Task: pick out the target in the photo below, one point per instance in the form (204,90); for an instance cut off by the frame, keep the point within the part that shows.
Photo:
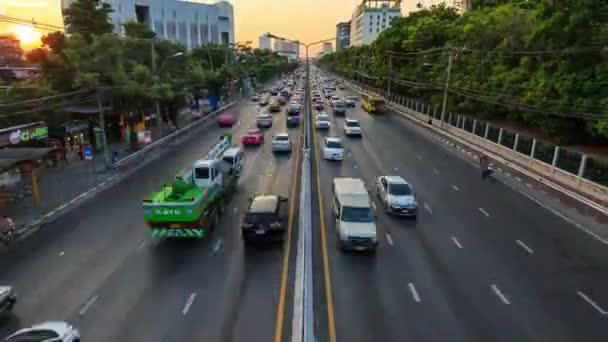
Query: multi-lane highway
(481,263)
(97,268)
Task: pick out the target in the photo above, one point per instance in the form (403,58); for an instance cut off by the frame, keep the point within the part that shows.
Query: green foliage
(542,63)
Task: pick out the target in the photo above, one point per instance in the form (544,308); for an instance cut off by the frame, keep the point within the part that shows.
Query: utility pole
(445,88)
(390,75)
(159,119)
(102,126)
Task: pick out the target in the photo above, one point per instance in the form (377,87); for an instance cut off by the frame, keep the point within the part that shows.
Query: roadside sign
(87,151)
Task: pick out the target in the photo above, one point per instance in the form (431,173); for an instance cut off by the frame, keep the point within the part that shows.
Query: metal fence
(583,166)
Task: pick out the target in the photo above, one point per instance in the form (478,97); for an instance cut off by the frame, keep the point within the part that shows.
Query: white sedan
(333,149)
(51,331)
(281,143)
(352,127)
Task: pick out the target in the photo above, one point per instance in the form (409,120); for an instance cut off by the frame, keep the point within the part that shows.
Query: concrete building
(461,5)
(190,22)
(327,48)
(265,42)
(370,18)
(342,35)
(11,53)
(288,49)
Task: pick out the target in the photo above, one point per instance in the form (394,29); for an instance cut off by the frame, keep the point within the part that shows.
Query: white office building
(461,5)
(189,22)
(291,50)
(265,42)
(370,18)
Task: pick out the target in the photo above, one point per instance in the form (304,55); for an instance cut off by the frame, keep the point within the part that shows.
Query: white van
(354,215)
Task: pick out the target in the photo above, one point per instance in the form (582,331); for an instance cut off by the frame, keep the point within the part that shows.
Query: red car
(254,136)
(226,119)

--

● PROBLEM TO WORK ON:
Reproduce all the rows above with every occurrence of "target" changed to "object" and no other edits. Leave the pictures out.

● WRITTEN ANSWER:
Task: pick out the object in the photo below, one point per instance in the form (204,90); for an instance cut off by the frame, keep the point within the part that shows.
Photo:
Query: multi-lane highway
(481,263)
(97,268)
Task: pick out the object in the photo above, one point per instance in the form (403,58); for an instance cut off by the frame, keep the point within the part that shows.
Query: green foliage
(542,63)
Task: pick out the object in the photo above, one point per instance in the form (544,308); for an instance cut off by the frame, keep the point within the part that shows.
Query: utility pole
(445,88)
(390,75)
(159,119)
(102,126)
Task: pick out the object in the photo above, one point per instance in the form (377,87); for an instance cut off by the frame, keep the point within the part that shows.
Query: roadside sign
(87,151)
Task: pick out the object in the photo above, one point per instance in the form (431,173); for an instance cut off by the frame, keep the point within the part that shows.
Query: metal fence
(583,166)
Task: pick out the object in the photo above, one point per instance in the form (478,97); for an instance cut off by the frame, keep the point within the part that shows.
Query: white sedan
(333,149)
(51,331)
(281,143)
(352,127)
Task: pick out the object in the photo above, one point per instance in the form (409,120); for an instance cut off by the frame, keep the point within the part that shows.
Query: concrete building
(461,5)
(190,22)
(327,48)
(265,42)
(370,18)
(342,35)
(11,53)
(288,49)
Task: pick out the object in the photo above, one point per instance in the form (394,29); for an instance cut off by the frame, keep the point within the part that shows.
Query: white office building
(461,5)
(189,22)
(291,50)
(265,42)
(370,18)
Task: pick out the object in the photo above, one point per instance in the form (304,55); for an instance cut off by the frame, keep the point within the part that shows.
Query: white van
(354,215)
Task: pick out the object in the photo above, one point per instance in the form (582,331); for an instance cut off by the frame, keep the point within the part that shows.
Query: red car
(254,136)
(226,119)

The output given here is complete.